►
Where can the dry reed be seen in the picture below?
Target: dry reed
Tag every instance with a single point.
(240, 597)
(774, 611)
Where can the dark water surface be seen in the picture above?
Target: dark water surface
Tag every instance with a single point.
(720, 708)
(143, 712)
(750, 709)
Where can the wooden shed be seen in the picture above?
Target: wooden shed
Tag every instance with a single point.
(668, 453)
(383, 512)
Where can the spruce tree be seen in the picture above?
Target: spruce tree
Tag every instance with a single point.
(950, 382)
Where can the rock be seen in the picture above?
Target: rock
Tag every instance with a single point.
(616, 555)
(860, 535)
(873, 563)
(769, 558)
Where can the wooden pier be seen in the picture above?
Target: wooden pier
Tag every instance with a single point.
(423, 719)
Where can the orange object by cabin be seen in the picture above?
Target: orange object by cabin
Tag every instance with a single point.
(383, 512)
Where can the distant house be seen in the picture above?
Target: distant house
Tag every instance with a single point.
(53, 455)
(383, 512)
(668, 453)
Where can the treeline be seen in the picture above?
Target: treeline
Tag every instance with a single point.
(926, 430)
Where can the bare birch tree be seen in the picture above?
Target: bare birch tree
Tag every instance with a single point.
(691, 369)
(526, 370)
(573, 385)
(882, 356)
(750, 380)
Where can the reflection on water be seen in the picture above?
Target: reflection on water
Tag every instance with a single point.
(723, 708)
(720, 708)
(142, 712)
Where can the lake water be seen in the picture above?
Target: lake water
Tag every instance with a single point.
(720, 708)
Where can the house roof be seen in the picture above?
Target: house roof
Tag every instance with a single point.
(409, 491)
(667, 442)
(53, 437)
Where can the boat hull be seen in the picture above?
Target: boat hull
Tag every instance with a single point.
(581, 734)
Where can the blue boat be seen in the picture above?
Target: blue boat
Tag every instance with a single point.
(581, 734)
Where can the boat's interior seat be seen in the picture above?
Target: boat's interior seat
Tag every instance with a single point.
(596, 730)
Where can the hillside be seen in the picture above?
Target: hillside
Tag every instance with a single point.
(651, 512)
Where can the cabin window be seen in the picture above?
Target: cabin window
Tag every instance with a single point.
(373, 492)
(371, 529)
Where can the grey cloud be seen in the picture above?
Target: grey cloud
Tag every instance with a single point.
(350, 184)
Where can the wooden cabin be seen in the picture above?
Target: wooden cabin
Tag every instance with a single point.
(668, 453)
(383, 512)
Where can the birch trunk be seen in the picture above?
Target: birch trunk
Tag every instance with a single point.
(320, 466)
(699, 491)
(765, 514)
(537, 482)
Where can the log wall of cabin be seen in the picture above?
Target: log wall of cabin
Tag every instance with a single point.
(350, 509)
◄
**Requirements**. Reproduce the complete data exactly as presented above.

**Exercise output**.
Where can the dry reed be seen in the picture below?
Target: dry reed
Tag every instance with a single point.
(240, 597)
(774, 611)
Where can the dark water surface be seen in the picture above?
Target: dark water surface
Tag every instance with a single point.
(720, 708)
(143, 712)
(750, 709)
Where can the wooden shed be seen in the picture above?
Target: wooden shed
Tag every instance with a single point.
(668, 453)
(383, 512)
Where can the spruce tree be seen in the picture above?
Target: spruce tree
Tag every instance with a single point.
(950, 382)
Where can the rock be seen in the picture above?
Target: rock
Tag every instance with a single point.
(616, 555)
(860, 535)
(873, 563)
(769, 558)
Where can the wooden pier be seen in the picture above?
Target: wooden pier
Tag every instance with a single point.
(423, 719)
Where can the orange object by cabin be seen in the picture above?
Target: orange object by cabin
Tag every instance with a single point.
(383, 512)
Where can the distant house be seen in the picture above?
Target: distant house
Tag every instance with a single point.
(53, 455)
(383, 512)
(668, 453)
Where can the treeline be seen in the picture above?
Target: treeline
Tag every instance with a single point.
(926, 430)
Where can the bare birch tree be seen in the picture above?
Target: bare birch tree
Tag every instance with a single point.
(691, 369)
(526, 370)
(573, 385)
(882, 356)
(750, 380)
Where can the reflection on water be seen in the picture above?
Target: reflection on water
Tag every instance with a single point.
(723, 708)
(720, 708)
(142, 712)
Where can the lake water be seen in the picture above?
Target: lake water
Tag every instance with a single point.
(720, 708)
Where can the house roof be seen in the picture above?
Target: house roof
Tag every instance with a single point.
(409, 491)
(667, 442)
(53, 437)
Where can the boat hull be seen in the picture above?
Target: boat hull
Tag every instance with a single point.
(581, 734)
Where can the blue boat be seen in the picture above?
Target: blue boat
Tag every instance with a single point.
(581, 734)
Where can the boat's interior seat be seen in the picture above?
Target: boat's interior seat
Tag every instance with a single point.
(596, 730)
Where can the hillside be seen in the picture above?
Target: hillside
Tag every instance with a single point.
(651, 512)
Where can the cabin window be seen in the picture above?
Target: cabin window
Tag every instance with a single point.
(373, 492)
(371, 529)
Where can the grey cloud be seen in the picture above?
Target: grey cloud
Tag every instance with a single point.
(350, 184)
Where can the wooden cabin be seen in the picture above?
Target: wooden cabin
Tag every instance with a single point.
(668, 453)
(383, 512)
Where can the birch trunk be seen in the picture above?
Target: birch trunk
Tag every instance with a single point.
(320, 466)
(699, 491)
(765, 514)
(537, 482)
Where can the log wall of cabin be seen in the picture above?
Target: log wall of cabin
Tag every instance with a single point.
(350, 509)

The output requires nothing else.